▶ _Aim_: Express every line of the data below as a JSON list of strings, one string per line, omitting blank lines. Leave the pictures out of the list.

▶ _Excerpts of pointing data_:

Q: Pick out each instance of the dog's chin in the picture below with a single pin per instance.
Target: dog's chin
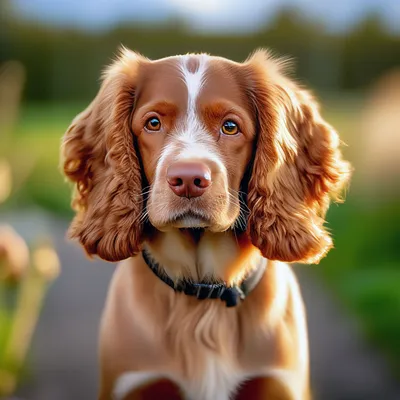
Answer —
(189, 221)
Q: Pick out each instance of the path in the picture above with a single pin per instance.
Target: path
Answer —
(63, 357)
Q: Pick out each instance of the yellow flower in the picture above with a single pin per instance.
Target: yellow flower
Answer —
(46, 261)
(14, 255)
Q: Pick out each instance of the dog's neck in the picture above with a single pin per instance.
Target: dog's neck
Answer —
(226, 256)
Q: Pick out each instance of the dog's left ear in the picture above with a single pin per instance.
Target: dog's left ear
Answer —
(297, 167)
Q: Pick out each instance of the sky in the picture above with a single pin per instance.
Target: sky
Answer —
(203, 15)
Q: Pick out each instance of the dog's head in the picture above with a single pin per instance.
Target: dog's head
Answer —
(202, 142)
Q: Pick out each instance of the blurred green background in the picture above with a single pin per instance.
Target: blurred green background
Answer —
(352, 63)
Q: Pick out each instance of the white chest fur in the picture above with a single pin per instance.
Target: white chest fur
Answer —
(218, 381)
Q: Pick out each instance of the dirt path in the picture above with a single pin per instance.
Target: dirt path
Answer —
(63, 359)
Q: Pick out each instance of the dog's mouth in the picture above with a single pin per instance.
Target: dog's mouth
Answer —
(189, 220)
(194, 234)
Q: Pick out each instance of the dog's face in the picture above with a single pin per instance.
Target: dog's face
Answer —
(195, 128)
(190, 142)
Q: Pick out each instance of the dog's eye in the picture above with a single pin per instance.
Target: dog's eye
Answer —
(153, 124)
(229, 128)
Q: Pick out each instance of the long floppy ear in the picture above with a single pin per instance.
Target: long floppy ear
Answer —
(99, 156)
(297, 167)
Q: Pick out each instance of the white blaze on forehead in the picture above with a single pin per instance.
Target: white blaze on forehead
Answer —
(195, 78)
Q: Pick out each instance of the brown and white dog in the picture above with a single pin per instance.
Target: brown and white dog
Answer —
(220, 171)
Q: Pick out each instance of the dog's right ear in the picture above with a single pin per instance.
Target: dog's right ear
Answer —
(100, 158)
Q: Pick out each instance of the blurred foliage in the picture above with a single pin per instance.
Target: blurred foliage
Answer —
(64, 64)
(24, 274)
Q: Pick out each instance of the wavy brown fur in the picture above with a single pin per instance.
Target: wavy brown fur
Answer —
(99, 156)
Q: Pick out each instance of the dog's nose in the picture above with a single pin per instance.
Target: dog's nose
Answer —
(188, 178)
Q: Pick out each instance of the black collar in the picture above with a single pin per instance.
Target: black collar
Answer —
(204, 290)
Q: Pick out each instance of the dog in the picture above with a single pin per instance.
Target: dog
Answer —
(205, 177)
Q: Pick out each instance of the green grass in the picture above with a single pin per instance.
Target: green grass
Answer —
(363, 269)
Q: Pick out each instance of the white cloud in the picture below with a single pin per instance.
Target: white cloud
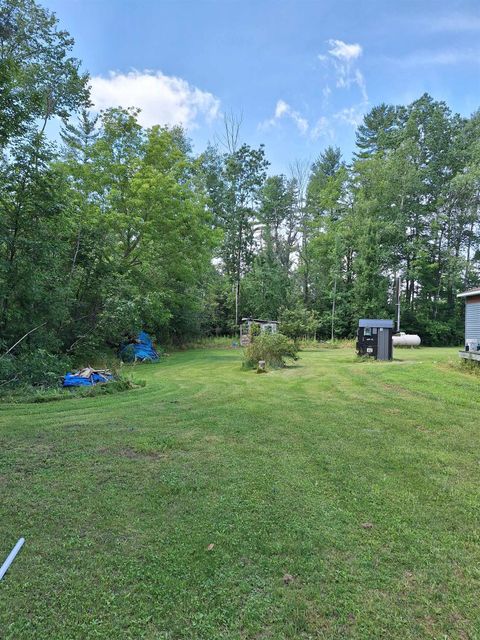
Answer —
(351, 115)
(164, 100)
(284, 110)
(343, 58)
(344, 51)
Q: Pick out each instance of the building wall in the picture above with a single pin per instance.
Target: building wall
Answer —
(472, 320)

▶ _Output for this task_:
[
  "Q: Pick out each instance of the dog's chin in the picture below with a single pin per instance.",
  "Target: dog's chin",
  "Answer —",
  "(189, 221)",
  "Q: Pick out each instance of the path in the picture above with a single pin per instance.",
  "Target: path",
  "Answer —",
  "(63, 357)",
  "Q: Pick out each instance of the yellow flower in the picture above with a single pin per instance.",
  "Target: yellow flower",
  "Answer —",
  "(46, 261)",
  "(14, 255)",
  "Q: Pick out each instance of the dog's neck in the picture above with a single pin per instance.",
  "Target: dog's neck",
  "Answer —",
  "(226, 256)",
  "Q: Pick out each instance of the dog's left ear in the picture above with a single pin per instance.",
  "Target: dog's left ear",
  "Answer —",
  "(297, 167)",
  "Q: Pick out each instance of the sky in the picture above with a single pin per instance.",
  "Target: sky",
  "Answer —",
  "(203, 15)",
  "Q: Pick out each instance of the dog's head in the picture above with a single pin per instance.",
  "Target: dog's head",
  "Answer —",
  "(202, 142)",
  "Q: Pick out each instance of the blurred green background in the picture above with a single pin per instance.",
  "Target: blurred green background",
  "Answer —",
  "(352, 63)",
  "Q: Pick out each instance of the white chest fur in the picture above with a single pin per instance.",
  "Target: white chest fur",
  "Answer —",
  "(218, 381)",
  "Q: Pick out each instance of the dirt path in the picture above with a single pin per instance.",
  "Target: dirt path",
  "Answer —",
  "(63, 359)",
  "Q: Pick out each instance of the dog's mouth in the picture above with a single pin per instance.",
  "Target: dog's mouth",
  "Answer —",
  "(189, 220)",
  "(194, 234)",
  "Q: Pick out each instance of the dog's face in the picture above with a single pin per instance.",
  "Target: dog's face",
  "Answer —",
  "(195, 128)",
  "(190, 142)",
  "Q: Pick out each instance of the dog's eye in the picture above with a single pin per instance.",
  "Target: dog's eye",
  "Answer —",
  "(153, 124)",
  "(229, 128)",
  "Q: Pick out each instance of the long floppy ear in the picture above with a single pin per instance.",
  "Target: long floppy ear",
  "Answer —",
  "(99, 156)",
  "(297, 167)",
  "Q: Pick out each instance of the white blaze on forehead in the picture above with a single pin per instance.",
  "Target: white blaze on forehead",
  "Answer —",
  "(195, 78)",
  "Q: Pick out each instance of the brown and white dog in the picture above with a single pin per instance.",
  "Target: brown and white dog",
  "Answer —",
  "(220, 171)",
  "Q: Pick out each instance of the dog's right ear in the picture above with a single pin per instance.",
  "Target: dog's right ear",
  "Answer —",
  "(100, 158)",
  "Q: Pick out each instance of the blurred foliage in the picture above with a single pin per instance.",
  "Target: blurred foliage",
  "Answer —",
  "(64, 64)",
  "(24, 274)",
  "Q: Pick out each instance of the wavy brown fur in the picture above with a single pin per instance.",
  "Target: wavy brown fur",
  "Answer —",
  "(99, 156)",
  "Q: Pick out each instance of the dog's nose in the picture above with a single pin per instance.",
  "Target: dog's nose",
  "Answer —",
  "(188, 178)",
  "Q: Pick out each instance of the black collar in the picture above with a single pin per instance.",
  "Target: black collar",
  "Answer —",
  "(204, 290)",
  "Q: Pick out each instance of the dog in the picture above with a single pin per instance.",
  "Target: dog",
  "Answer —",
  "(205, 177)",
  "Q: Pick out each instance of the green grass in the picture above with a single pin per instance.",
  "Target: green grass",
  "Answer —",
  "(363, 269)",
  "Q: Pick out each instance of the white cloud in the picture below with a single pin per instance.",
  "Target: white cloud",
  "Answer —",
  "(351, 115)",
  "(164, 100)",
  "(284, 110)",
  "(343, 58)",
  "(344, 51)",
  "Q: Pick out each instance of the building wall in the picture above with a single pin per instance.",
  "Target: building wall",
  "Answer —",
  "(472, 320)"
]